He was a reliable witness and described the incident
with sufficient
detail to the court. He told the court that it was raining, but
that he was still able to see clearly.
The speed limit on that
road was 100 km/h yet he was travelling at 60 km/h. He was
wearing a seatbelt. A Mercedes Benz
motor vehicle came from
behind him at high speed, overtaking him and both the Hyundai and the
Corsa that were driving in front
of the Plaintiff. The Mercedes
Benz was in the process of overtaking the Corsa, when an oncoming
vehicle caused the Mercedes
Benz to swerve in front of the Corsa.
Seeing the Corsa brake suddenly, the Plaintiff attempted to apply his
brakes, but the
Hyundai was too close and the three vehicles
collided. The Plaintiff also testified that there was a donga
on the side of
the road and that he thus had to take evasive action
to not swerve off the road as this would have caused his vehicle to
roll,
injuring the passengers that he was transporting. He
further confirmed that there was an estimated two car lengths
travelling
distance between his vehicle and the Hyundai. The
road was wet, not allowing him to travel at a high speed. He
estimates
the speed of the vehicles in front of him to be 60 to 65
km/h. In his view the sole cause of the collision is the driver
of the Mercedes Benz.

#### Tasks to complete:
• a. Reproduce word for word the stretch of the collision testimony from "He was a reliable" through "of the Corsa.".
• b. Answer these questions from the collision testimony:
(i) What was the speed limit on the road?
(ii) What was on the side of the road?
(iii) What distance did the Plaintiff estimate between his vehicle and the Hyundai?

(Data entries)

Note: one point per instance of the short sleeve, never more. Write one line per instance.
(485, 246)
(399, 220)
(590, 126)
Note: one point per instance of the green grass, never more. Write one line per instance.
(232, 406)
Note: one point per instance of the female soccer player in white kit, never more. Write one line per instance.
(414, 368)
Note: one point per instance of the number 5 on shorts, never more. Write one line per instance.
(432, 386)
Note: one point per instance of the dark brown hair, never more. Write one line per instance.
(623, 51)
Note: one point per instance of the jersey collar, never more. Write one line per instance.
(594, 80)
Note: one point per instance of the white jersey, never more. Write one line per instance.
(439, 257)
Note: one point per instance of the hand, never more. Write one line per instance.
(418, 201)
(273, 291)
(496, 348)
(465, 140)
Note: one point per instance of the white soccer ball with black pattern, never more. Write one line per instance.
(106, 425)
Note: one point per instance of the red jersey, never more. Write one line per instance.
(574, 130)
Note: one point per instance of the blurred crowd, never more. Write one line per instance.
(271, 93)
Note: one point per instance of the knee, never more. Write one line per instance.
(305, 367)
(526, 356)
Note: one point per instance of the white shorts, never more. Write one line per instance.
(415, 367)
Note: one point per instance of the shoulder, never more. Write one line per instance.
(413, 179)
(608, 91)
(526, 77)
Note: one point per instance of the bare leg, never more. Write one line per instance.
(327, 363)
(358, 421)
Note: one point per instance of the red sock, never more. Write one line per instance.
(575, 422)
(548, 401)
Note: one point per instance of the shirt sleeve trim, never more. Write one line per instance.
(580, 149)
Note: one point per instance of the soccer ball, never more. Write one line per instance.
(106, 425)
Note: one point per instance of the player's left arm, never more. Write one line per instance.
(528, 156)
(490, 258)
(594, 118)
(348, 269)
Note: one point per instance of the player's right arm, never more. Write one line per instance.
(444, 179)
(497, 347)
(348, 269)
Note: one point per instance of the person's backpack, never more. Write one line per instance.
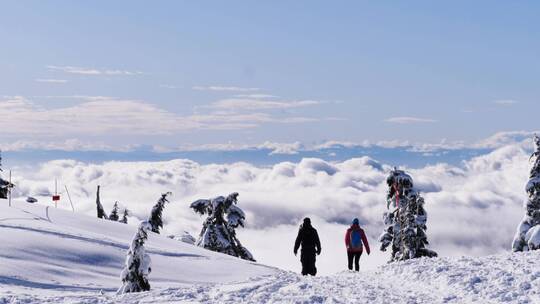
(356, 239)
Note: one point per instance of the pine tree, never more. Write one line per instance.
(4, 185)
(156, 220)
(100, 210)
(528, 231)
(114, 213)
(124, 216)
(218, 232)
(138, 263)
(406, 223)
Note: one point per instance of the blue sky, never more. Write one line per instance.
(176, 72)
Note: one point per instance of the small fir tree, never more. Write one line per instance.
(138, 263)
(406, 219)
(156, 220)
(528, 231)
(114, 213)
(100, 210)
(124, 216)
(4, 184)
(218, 232)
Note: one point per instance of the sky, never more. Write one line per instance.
(112, 75)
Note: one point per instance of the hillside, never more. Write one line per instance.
(55, 256)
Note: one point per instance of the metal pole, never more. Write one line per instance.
(69, 197)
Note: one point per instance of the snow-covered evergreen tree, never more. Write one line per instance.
(100, 210)
(406, 219)
(528, 231)
(156, 220)
(114, 213)
(4, 185)
(218, 232)
(124, 216)
(138, 263)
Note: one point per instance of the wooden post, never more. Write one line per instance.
(69, 197)
(9, 188)
(55, 192)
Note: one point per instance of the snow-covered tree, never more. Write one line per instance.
(114, 213)
(406, 219)
(124, 216)
(218, 232)
(138, 263)
(156, 220)
(100, 210)
(5, 186)
(528, 231)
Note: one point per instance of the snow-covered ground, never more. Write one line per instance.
(55, 256)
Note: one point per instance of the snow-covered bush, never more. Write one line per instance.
(218, 232)
(138, 263)
(406, 219)
(99, 206)
(527, 235)
(186, 237)
(156, 220)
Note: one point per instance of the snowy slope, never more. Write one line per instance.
(47, 250)
(55, 256)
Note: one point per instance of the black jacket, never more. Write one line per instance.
(309, 239)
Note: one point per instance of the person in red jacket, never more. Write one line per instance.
(354, 238)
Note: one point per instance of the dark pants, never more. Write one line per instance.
(308, 259)
(356, 257)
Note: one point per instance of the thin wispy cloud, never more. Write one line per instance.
(48, 80)
(92, 71)
(409, 120)
(256, 96)
(257, 104)
(103, 115)
(169, 86)
(505, 102)
(225, 89)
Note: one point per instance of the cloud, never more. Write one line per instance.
(408, 120)
(169, 86)
(71, 144)
(257, 104)
(473, 209)
(506, 102)
(225, 89)
(58, 81)
(256, 96)
(99, 115)
(92, 71)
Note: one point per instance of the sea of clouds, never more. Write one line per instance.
(473, 208)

#### Responses:
• a.
He was a reliable witness and described the incident
with sufficient
detail to the court. He told the court that it was raining, but
that he was still able to see clearly.
The speed limit on that
road was 100 km/h yet he was travelling at 60 km/h. He was
wearing a seatbelt. A Mercedes Benz
motor vehicle came from
behind him at high speed, overtaking him and both the Hyundai and the
Corsa that were driving in front
of the Plaintiff. The Mercedes
Benz was in the process of overtaking the Corsa, when an oncoming
vehicle caused the Mercedes
Benz to swerve in front of the Corsa.

• b.
(i) 100 km/h
(ii) A donga
(iii) About two car lengths